TASK STATEMENT ->
Recast the stretch of entries from the line containing "the upper cabinet" through the end of the entries as a Markdown table with the columns Row and Line, numbering each line and skipping blank lines. Omit the pictures.

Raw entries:
------------------------------------------------------------------------

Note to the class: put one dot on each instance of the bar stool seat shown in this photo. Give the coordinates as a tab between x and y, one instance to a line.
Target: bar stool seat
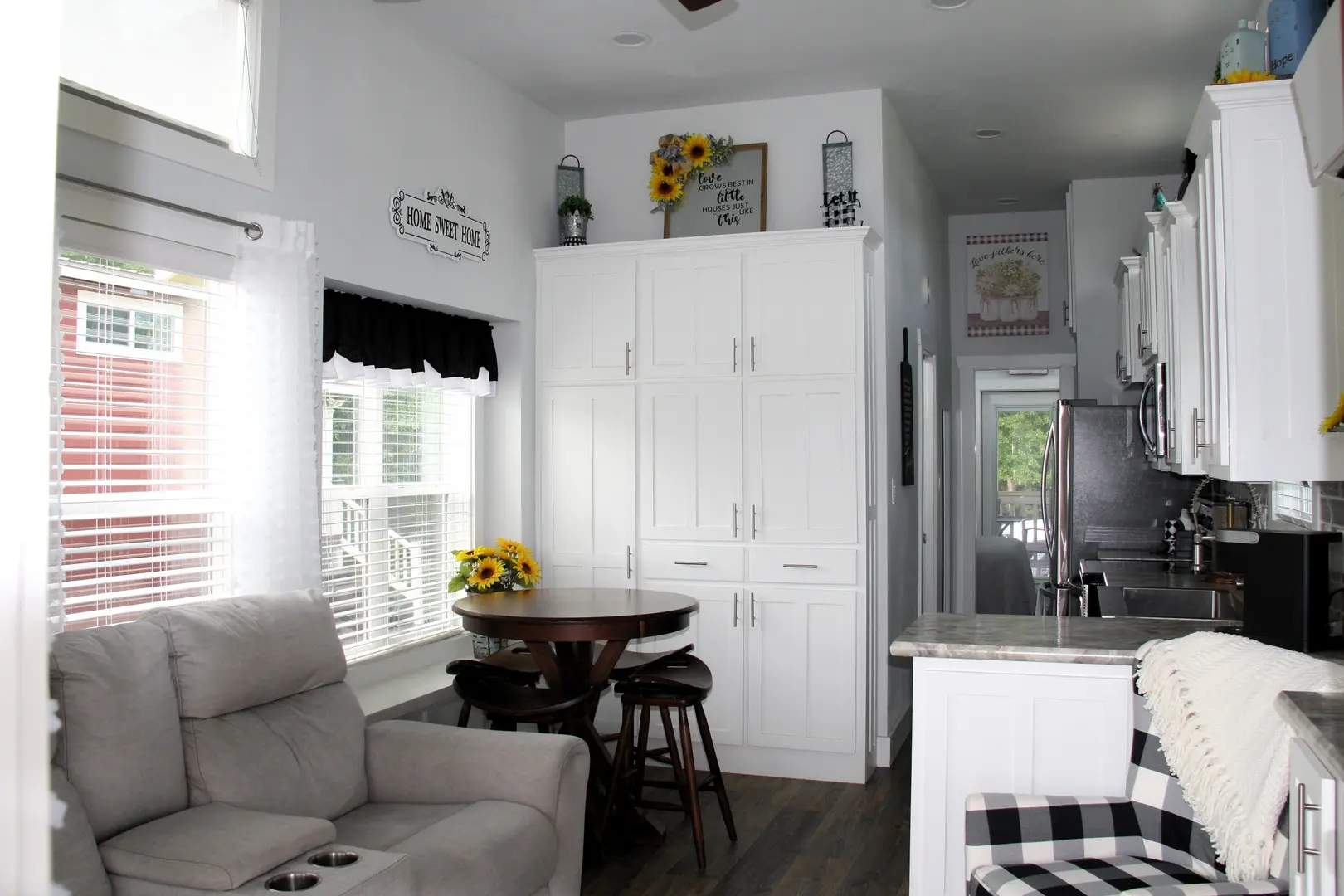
675	681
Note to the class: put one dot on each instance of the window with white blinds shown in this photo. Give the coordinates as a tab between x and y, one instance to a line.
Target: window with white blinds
138	512
397	503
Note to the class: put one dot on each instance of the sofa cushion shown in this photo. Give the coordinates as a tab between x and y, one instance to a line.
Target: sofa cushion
303	755
245	652
75	863
487	850
119	740
214	846
385	825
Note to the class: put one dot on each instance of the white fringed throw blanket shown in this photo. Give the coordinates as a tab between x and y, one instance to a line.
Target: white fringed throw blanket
1213	703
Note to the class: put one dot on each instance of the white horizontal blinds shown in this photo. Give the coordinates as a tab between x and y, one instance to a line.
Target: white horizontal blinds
191	62
138	514
397	503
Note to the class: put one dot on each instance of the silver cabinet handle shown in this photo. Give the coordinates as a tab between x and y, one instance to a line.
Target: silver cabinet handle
1303	807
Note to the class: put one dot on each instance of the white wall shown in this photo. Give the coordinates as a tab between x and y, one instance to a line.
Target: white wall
616	158
353	128
1108	226
916	249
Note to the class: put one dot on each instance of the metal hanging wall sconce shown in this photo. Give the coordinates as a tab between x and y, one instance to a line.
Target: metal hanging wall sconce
839	199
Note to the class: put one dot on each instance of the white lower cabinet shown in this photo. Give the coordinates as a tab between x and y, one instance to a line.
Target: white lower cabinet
802	684
1313	825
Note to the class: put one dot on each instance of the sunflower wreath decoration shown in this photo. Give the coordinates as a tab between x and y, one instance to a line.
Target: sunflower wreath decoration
676	158
496	568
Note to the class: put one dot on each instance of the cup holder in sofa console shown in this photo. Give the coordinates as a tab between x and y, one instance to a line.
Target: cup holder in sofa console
334	859
292	881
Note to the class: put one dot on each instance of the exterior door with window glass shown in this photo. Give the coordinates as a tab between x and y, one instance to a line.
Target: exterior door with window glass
1012	440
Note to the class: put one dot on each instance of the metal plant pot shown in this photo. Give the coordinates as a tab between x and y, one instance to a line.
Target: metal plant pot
572	230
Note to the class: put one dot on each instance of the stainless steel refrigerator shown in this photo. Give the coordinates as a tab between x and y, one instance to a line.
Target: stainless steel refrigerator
1101	494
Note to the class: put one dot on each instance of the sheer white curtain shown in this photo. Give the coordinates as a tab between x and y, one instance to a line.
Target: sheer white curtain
270	398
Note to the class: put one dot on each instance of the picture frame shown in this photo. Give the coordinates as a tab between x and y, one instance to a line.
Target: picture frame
707	212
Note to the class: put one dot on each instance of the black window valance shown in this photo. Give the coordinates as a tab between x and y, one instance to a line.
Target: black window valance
402	338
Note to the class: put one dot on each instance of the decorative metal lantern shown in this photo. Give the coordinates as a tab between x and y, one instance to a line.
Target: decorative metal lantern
569	180
839	199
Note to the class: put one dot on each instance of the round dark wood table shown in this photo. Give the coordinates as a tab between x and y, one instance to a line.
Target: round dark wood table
561	627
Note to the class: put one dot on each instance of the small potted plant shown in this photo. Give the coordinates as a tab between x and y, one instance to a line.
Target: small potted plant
576	212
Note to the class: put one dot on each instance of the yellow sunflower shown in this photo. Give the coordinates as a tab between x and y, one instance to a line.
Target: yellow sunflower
665	190
698	151
528	571
485	574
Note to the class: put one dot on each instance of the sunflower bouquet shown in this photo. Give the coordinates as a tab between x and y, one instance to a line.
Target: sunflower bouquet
676	158
496	568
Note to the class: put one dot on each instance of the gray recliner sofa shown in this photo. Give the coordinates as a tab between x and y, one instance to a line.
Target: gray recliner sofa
216	747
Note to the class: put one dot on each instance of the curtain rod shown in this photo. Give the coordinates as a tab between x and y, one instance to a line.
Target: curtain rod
251	229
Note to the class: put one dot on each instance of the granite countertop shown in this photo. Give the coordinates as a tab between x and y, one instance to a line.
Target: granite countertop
1038	638
1319	720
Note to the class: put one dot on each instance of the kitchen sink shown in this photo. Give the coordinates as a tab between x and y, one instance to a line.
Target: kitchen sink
1168	603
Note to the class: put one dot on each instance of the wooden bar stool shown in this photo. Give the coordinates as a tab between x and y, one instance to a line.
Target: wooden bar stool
679	683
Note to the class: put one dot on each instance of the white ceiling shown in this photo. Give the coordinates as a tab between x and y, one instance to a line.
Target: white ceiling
1081	88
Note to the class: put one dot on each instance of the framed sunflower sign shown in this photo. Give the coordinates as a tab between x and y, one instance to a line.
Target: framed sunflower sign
706	184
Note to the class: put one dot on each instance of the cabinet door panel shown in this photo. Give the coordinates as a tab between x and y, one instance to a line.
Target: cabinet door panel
587	485
801	666
691	314
802	309
717	635
587	320
802	461
691	461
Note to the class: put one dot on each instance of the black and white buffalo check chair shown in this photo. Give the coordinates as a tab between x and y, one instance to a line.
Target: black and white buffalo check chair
1146	844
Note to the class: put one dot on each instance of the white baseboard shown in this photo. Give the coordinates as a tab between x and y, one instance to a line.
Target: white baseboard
890	746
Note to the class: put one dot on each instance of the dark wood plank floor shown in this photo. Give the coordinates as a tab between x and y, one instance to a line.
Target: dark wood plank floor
795	839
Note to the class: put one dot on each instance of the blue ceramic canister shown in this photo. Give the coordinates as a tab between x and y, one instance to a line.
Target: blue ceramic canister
1291	27
1244	49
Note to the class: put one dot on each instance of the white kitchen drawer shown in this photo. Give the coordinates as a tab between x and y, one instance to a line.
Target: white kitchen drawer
693	562
806	566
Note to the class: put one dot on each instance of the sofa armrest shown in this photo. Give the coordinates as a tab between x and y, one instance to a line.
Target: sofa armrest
212	846
1014	829
417	762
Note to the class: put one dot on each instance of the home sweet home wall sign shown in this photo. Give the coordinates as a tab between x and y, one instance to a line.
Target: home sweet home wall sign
440	223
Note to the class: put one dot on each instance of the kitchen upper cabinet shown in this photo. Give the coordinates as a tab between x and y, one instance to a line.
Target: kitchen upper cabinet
587	319
804	309
689	314
587	484
691	461
717	631
801	672
802	481
1129	290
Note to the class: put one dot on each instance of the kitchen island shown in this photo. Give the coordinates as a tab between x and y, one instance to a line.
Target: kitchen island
1015	704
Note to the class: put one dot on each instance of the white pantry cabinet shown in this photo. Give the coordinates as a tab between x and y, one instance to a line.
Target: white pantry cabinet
689	309
587	485
587	320
691	461
733	466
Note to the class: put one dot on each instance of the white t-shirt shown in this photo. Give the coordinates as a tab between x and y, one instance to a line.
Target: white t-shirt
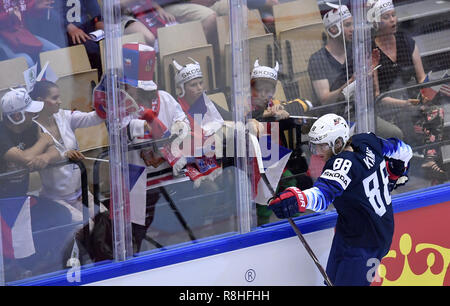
64	183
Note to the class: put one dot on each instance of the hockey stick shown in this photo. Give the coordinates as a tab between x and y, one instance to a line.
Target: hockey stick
258	154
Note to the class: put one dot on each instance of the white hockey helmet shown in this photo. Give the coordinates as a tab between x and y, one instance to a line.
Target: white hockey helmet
328	129
264	72
185	74
335	17
376	8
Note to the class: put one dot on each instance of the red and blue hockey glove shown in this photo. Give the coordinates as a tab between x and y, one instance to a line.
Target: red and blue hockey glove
289	203
397	172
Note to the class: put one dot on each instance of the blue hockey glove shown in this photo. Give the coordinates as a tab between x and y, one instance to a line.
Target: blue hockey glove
288	203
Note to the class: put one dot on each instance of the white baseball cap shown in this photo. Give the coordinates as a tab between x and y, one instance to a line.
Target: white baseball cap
19	101
264	72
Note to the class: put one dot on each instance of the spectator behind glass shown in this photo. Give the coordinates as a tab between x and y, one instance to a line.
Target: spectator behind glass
61	183
328	69
420	120
263	82
23	146
49	24
159	115
132	10
13	16
81	18
184	11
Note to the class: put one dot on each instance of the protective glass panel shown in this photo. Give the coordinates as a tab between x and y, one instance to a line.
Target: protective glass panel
50	134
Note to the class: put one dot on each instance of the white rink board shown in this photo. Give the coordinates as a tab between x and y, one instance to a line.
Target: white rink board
283	262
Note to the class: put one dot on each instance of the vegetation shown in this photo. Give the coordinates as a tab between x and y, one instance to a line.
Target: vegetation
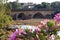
5	19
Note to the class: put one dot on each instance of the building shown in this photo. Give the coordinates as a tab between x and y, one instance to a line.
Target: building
32	14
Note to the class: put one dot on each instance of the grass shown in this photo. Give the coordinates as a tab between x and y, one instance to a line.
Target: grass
30	21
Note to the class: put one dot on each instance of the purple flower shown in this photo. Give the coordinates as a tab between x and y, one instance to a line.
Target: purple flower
32	38
47	28
57	18
22	31
44	22
38	30
13	36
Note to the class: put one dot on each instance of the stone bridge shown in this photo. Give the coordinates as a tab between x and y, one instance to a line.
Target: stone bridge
31	14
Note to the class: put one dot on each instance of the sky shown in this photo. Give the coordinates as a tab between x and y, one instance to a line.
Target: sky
34	1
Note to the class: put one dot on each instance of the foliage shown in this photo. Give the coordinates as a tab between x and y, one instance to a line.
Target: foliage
47	29
5	19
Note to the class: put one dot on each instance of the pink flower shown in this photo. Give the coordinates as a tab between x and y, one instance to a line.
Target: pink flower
22	32
38	30
40	26
57	18
47	28
44	22
32	38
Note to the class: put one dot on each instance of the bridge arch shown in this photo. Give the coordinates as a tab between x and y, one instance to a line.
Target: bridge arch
37	15
21	16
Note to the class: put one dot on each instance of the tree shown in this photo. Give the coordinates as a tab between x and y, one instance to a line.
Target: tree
45	5
56	6
5	19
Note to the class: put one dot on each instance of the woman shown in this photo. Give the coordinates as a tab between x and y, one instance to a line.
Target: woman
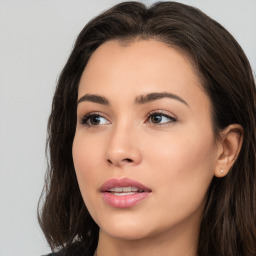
152	139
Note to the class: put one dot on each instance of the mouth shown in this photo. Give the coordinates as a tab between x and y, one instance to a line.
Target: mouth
123	193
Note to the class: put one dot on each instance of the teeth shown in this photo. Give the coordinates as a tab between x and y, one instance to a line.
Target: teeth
124	190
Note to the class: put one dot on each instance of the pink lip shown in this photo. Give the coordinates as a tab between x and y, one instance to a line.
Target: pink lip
124	201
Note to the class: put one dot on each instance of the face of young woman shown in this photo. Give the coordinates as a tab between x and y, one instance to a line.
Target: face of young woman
144	150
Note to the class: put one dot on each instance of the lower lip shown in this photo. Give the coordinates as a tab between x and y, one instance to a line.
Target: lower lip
124	201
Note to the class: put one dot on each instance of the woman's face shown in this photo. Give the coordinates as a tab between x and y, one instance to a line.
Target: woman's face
144	150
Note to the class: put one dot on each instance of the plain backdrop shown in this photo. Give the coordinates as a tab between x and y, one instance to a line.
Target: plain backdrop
36	37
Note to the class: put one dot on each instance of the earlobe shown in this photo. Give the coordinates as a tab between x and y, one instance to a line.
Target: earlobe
231	139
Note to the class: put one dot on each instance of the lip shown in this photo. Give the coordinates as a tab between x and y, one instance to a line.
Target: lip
123	201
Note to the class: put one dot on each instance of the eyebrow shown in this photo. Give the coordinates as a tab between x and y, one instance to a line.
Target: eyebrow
157	96
94	98
142	99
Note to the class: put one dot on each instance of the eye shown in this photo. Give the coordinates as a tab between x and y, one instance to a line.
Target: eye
160	118
94	119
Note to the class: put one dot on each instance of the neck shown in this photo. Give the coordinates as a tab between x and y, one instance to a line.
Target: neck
172	243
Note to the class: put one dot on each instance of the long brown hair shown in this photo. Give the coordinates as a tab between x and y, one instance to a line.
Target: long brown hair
229	222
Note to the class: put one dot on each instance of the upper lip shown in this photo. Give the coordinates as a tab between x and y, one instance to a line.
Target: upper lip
124	182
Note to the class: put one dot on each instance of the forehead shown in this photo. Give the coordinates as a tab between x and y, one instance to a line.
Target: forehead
140	67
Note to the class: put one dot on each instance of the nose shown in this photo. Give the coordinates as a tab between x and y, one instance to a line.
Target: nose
123	148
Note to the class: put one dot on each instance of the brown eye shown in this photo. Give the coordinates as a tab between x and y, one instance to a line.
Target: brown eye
94	120
159	118
156	118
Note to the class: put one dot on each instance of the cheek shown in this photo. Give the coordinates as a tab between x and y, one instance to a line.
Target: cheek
86	161
184	167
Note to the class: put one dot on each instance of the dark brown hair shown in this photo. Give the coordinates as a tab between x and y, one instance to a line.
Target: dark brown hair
229	222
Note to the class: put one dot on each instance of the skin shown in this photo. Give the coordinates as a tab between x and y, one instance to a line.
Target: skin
175	159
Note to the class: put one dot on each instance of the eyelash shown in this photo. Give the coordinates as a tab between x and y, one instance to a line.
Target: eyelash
86	120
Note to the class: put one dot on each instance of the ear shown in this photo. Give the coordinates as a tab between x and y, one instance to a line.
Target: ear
229	146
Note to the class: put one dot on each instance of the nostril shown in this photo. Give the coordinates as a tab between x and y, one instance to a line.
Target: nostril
128	160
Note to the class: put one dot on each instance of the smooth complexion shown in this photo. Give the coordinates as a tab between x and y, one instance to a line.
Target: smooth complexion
148	120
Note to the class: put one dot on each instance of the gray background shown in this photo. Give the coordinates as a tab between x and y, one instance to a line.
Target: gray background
36	37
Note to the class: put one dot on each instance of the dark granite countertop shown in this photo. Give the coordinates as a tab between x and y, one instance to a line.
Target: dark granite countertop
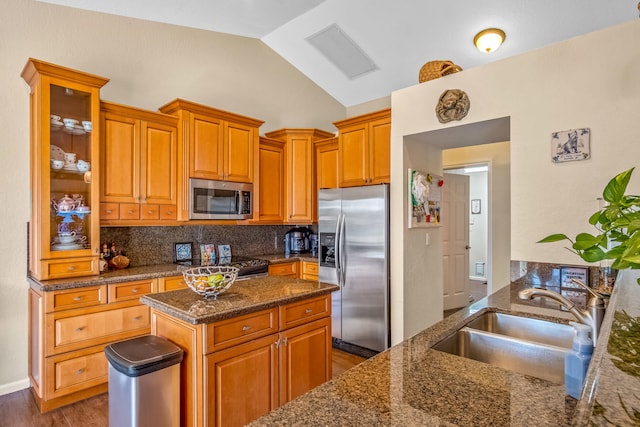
244	296
411	384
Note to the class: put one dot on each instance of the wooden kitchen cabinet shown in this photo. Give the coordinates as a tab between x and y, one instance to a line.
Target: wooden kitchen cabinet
64	228
327	163
364	149
214	144
287	269
68	329
139	166
271	181
301	192
238	369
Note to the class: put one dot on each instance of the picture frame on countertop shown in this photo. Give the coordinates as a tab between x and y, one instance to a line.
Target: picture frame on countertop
207	254
183	252
224	251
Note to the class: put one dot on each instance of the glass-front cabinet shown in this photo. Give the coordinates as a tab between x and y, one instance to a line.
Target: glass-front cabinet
64	227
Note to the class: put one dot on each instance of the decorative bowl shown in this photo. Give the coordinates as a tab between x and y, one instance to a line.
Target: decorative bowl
210	281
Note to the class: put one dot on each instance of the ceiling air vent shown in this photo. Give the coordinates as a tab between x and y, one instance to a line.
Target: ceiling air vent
342	51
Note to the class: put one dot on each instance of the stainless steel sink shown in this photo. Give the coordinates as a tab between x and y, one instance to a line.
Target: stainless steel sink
526	328
521	344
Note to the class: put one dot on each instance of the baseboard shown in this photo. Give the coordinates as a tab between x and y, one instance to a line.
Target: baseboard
14	386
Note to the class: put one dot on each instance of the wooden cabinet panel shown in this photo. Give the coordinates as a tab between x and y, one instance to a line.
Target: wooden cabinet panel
327	163
237	330
242	382
171	283
72	372
205	159
120	159
139	152
297	313
72	332
238	152
75	298
364	149
271	180
284	269
306	359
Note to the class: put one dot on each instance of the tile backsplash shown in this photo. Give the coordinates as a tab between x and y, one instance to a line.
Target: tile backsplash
155	245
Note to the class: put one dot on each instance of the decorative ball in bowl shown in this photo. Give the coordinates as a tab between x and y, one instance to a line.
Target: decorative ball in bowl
210	281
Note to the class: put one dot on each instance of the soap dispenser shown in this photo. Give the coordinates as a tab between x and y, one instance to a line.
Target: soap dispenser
576	361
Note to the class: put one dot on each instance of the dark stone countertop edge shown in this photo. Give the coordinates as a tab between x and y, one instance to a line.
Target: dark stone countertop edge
166	307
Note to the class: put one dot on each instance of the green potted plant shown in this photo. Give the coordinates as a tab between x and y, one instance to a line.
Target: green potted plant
618	228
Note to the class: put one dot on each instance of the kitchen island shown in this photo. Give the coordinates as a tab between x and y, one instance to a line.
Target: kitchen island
262	343
412	384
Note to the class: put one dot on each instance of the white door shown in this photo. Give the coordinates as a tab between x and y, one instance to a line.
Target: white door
455	241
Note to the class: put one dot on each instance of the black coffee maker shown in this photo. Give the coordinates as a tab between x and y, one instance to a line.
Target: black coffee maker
297	240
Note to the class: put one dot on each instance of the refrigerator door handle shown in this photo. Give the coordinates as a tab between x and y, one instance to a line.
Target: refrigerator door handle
343	255
337	250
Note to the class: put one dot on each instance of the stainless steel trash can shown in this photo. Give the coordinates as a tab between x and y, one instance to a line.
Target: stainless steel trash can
144	382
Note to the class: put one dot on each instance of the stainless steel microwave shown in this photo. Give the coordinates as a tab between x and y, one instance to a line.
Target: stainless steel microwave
219	199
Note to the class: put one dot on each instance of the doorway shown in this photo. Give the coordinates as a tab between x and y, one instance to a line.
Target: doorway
475	225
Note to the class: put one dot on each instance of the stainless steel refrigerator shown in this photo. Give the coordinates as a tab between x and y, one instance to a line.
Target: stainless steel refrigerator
353	253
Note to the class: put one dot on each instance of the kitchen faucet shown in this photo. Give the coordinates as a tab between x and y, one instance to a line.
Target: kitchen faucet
591	317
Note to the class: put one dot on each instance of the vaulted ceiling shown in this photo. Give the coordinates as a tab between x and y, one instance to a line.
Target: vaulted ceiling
374	47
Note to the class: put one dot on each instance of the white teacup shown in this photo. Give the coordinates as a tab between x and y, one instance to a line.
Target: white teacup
70	123
83	166
69	159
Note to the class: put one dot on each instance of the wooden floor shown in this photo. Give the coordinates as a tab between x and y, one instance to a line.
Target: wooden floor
19	409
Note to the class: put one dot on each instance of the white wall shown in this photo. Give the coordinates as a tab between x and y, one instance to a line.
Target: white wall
149	64
589	81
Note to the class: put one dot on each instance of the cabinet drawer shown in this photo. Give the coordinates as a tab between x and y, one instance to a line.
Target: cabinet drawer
60	269
168	212
171	283
129	211
284	269
227	333
71	372
297	313
129	290
149	212
75	298
109	211
75	332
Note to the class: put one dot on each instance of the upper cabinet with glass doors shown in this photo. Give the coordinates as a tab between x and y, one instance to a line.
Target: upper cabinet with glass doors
64	227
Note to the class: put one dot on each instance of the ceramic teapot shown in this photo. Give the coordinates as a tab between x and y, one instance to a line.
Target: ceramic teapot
65	204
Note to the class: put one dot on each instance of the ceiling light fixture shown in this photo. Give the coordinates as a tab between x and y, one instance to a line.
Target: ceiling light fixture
489	40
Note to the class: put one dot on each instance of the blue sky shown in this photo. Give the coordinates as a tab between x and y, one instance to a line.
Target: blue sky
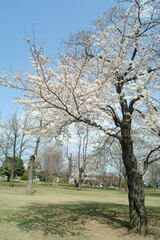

------------------------------------------------------------------------

RESPONSE TO THIS TASK ->
| Row | Line |
|---|---|
| 1 | Note to the class: put one dot on each instance of the upper cabinet with glass doors shown in this photo. Give the coordinates as a tab between x and y, one instance to a line. |
| 2 | Target: upper cabinet with glass doors |
| 3 | 64	227 |
| 4 | Note to the class: put one dot on each instance of the ceramic teapot shown in this photo. Give the coordinates as a tab between x and y, one instance to a line. |
| 5 | Target: ceramic teapot |
| 6 | 65	204 |
| 7 | Note to the class: put one dot on each instance of the ceiling light fixture shown in this photo. Give the coordinates as a tab between x and y, one instance to a line. |
| 8 | Target: ceiling light fixture |
| 9 | 489	40 |
| 10 | Note to the class: put one dot on each instance of the blue sky shown in this photo. Give the coordinates as a tab between x and y, one instance to a line. |
| 11 | Target: blue sky |